Records to use:

===============

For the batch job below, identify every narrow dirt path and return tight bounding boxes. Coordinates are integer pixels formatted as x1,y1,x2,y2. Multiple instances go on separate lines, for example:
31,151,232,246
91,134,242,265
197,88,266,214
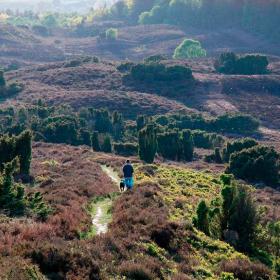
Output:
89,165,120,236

===============

Render every line of the items above as a JSON list of strings, one string per line, with blank lines dropped and the pictures left out.

Full solution:
[
  "For the batch job below, identify every narrow dirt path and return tight bounding boxes. Coordinates are integer pixels formatted as x1,y1,x2,y2. Multiple instances go on separate lines, for example:",
  "31,151,232,246",
  "91,134,242,265",
  "197,88,266,214",
  "Output:",
  "89,165,120,236"
]